Your attitude and demeanor projects the person you are. Humans are animals, and we also use our instincts. We judge by the vibe we receive when we approach people. If a lady senses your desperation, or you come across as pushy, jittery, or maybe you show no sign of self-confidence. She is going to feel uncomfortable around you. If you find someone you like, and you're too eager; and won't give her time to get to know you. She'll back-away, or flee; because she feels rushed and forced. I don't care how smokin' hot you are; you will not find love until it's your turn.

Here's some unorthodox advice I will add that many may scoff and reject; but you may need it as much as being told to go sit on somebody's therapy couch. If you've ever been exposed to prayer, faith, and worship; maybe you should pursue some nourishment for the soul. It's unpopular to add God to the equation; and only the Christian-faith includes His Son, Jesus Christ. People who are soul-sick, deep in hopeless despair; also need "spiritual-therapy." Some go to doctors for years, and never find what it is they seem to be missing. Nothing seems to help their sadness and hopelessness. You can reject this suggestion; but if the Lord has His sites on you, He'll pull you in. He will give you comfort, confidence, and strength you've never known. He will give you the love you crave, but it will be a love you can depend on. Then, He will gift you with romantic-love from a person specifically meant for you. God is sovereign, and acts in His own time, and according to His own will. After all, He's God...Who created the universe! You'll probably reject this advice, and ignore it; but you may ignore all I've offered. That's up to you. I can't cram it down your throat. I've taken the time to write this, because I genuinely care. I see the pain so articulately expressed in your post; and I take you seriously. I've even felt the way you feel myself; I will not pretend otherwise. I do not feel sorry for you, but I do feel empathy and compassion. Your pain is real.
------
Work to complete
(A) Translate this sentence from the advice text into Spanish: "We judge by the vibe we receive when we approach people."
(B) Summarize the advice text in two sentences.
(C) In the advice text, what does a woman do when the man she meets is too eager and won't give her time to get to know him?
------
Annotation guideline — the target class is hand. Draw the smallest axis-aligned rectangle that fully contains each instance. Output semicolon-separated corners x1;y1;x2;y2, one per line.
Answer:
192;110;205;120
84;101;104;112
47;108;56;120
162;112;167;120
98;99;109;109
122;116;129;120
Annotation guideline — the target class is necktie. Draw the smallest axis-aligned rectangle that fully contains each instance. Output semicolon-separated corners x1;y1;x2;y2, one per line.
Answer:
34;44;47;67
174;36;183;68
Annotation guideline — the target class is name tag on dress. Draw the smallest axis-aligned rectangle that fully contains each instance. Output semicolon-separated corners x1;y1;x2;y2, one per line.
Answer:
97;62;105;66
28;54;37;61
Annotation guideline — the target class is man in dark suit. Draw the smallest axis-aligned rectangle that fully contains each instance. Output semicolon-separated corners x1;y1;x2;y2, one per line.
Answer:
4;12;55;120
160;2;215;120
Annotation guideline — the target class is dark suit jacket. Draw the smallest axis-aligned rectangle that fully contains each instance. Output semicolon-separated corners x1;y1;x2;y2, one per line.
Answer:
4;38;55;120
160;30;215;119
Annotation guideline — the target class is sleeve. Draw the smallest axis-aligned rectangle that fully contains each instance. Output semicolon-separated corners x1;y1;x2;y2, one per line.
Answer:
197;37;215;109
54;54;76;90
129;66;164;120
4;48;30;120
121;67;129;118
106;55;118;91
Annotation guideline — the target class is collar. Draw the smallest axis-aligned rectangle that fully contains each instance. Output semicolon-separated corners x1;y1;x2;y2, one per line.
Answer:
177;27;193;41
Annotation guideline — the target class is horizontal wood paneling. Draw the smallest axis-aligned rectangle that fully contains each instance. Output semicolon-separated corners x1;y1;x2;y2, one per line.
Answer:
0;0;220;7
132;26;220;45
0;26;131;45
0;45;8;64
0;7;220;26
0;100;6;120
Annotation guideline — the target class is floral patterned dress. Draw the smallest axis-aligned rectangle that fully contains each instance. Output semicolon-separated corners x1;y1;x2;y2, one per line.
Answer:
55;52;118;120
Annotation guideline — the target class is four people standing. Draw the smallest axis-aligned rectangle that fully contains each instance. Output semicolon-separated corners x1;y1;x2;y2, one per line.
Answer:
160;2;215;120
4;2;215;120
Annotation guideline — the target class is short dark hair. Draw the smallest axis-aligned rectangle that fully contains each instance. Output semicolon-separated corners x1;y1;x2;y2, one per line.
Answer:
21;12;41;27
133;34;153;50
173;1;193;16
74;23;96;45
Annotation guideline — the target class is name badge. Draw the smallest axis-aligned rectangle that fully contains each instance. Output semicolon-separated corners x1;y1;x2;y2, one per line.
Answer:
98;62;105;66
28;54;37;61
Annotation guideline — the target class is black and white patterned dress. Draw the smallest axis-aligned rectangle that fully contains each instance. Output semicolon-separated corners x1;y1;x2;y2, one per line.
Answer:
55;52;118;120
------
Solution set
(A) Juzgamos por la vibra que recibimos cuando nos acercamos a las personas.

(B) The writer says that a person's attitude and demeanor show who they are, and that a woman who senses desperation, pushiness, or too much eagerness will feel uncomfortable and back away. The writer also urges seeking nourishment for the soul through faith in God, who the writer says can give comfort, confidence, dependable love, and in His own time a romantic partner.

(C) She backs away or flees because she feels rushed and forced.